Challenges:
(A) Please summarize the email reply on collation support in two sentences.
(B) Write the next part of the email reply on collation support, starting after its final sentence.
— START OF Selected excerpt —
Re: WIP patch: Collation support

From: Heikki Linnakangas <heikki(dot)linnakangas(at)enterprisedb(dot)com>
To: Radek Strnad <radek(dot)strnad(at)gmail(dot)com>
Cc: pgsql-hackers(at)postgresql(dot)org
Subject: Re: WIP patch: Collation support
Date: 2008-09-10 08:29:14
Message-ID: 48C7855A.40605@enterprisedb.com
Views: Raw Message | Whole Thread | Download mbox | Resend email
Thread:
Lists: pgsql-hackers

Radek Strnad wrote:
> Progress so far:
> - created catalogs pg_collation a pg_charset which are filled with three
> standard collations
> - initdb changes rows called "DEFAULT" in both catalogs during the bki
> bootstrap phase with current system LC_COLLATE and LC_CTYPE or those set by
> command line.
> - new collations can be defined with command CREATE COLLATION <collation
> name> FOR <character set specification> FROM <existing collation name>
> [STRCOLFN <fn name>]
> [ <pad characteristic> ] [ <case sensitive> ] [ LCCOLLATE <lc_collate> ] [
> LCCTYPE <lc_ctype> ]
> - because of pg_collation and pg_charset are catalogs individual for each
> database, if you want to create a database with collation other than
> specified, create it in template1 and then create database

I have to wonder, is all that really necessary? The feature you're
trying to implement is to support database-level collation at first, and
perhaps column-level collation later. We don't need support for
user-defined collations and charsets for that.

If leave all that out of the patch for now, we'll have a much slimmer,
and just as useful patch, implementing database-level collation. We can
add those catalogs later if we need them, but I don't think there's much
point in adding all that infrastructure if they just reflect the locales
installed in the operating system.

> - when connecting to database, it retrieves locales from pg_database and
> sets them

This is the real gist of this patch.
— END OF Selected excerpt —
— START OF Collected material —
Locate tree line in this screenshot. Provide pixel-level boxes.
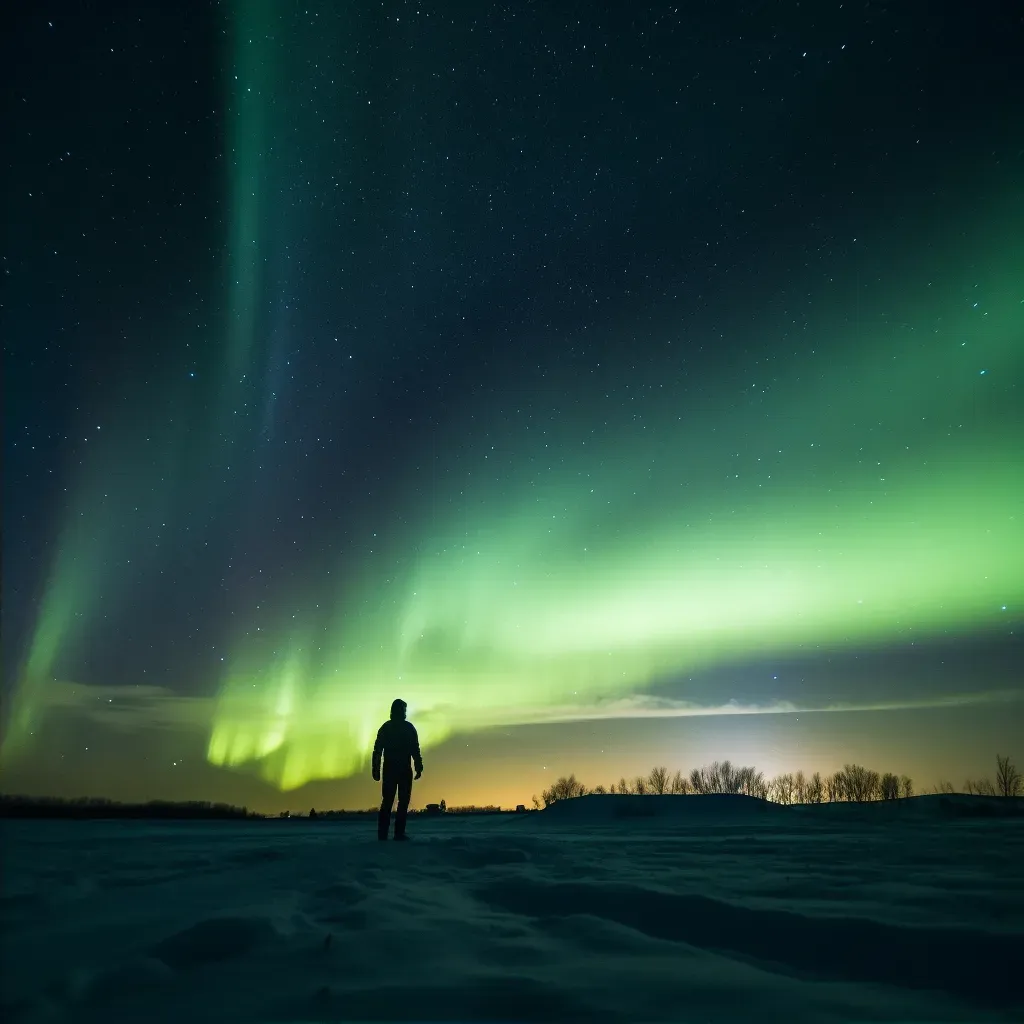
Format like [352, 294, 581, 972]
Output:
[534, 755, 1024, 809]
— END OF Collected material —
Answers to the exercises:
(A) Replying to Radek Strnad's work-in-progress collation patch, Heikki Linnakangas asks whether the new pg_collation and pg_charset catalogs and the CREATE COLLATION command are really necessary, since the aim is database-level collation first and perhaps column-level collation later. He suggests leaving them out for a slimmer and equally useful patch, and he calls retrieving locales from pg_database when connecting the real gist of the patch.

(B)
> Design & functionality changes left:
> - move retrieveing collation from pg_database to pg_type

I don't understand this item. What will you move?

> - get case sensitivity and pad characteristic working

I feel we should leave this to the collation implementation.

> - when creating database with different collation than database cluster, the
> database has to be reindexed. Any idea how to do it? Function
> ReindexDatabase works only when database is opened.

That's a tricky one. One idea is to prohibit choosing a different
collation than the one in the template database, unless we know it's
safe to do so without reindexing. The problem is that we don't know
whether it's safe. A simple but limiting solution would be to require
that the template database has the same collation as the database that's
being created, except that template0 can always be used as template.
template0 is safe, because there's no indexes on text columns there.

Note that we already have the same problem with encodings. If you create
a database with LATIN1 encoding, load it with data, and then use that as
a template for a database with UTF-8 encoding, the text data will be
incorrectly encoded. We should probably fix that too.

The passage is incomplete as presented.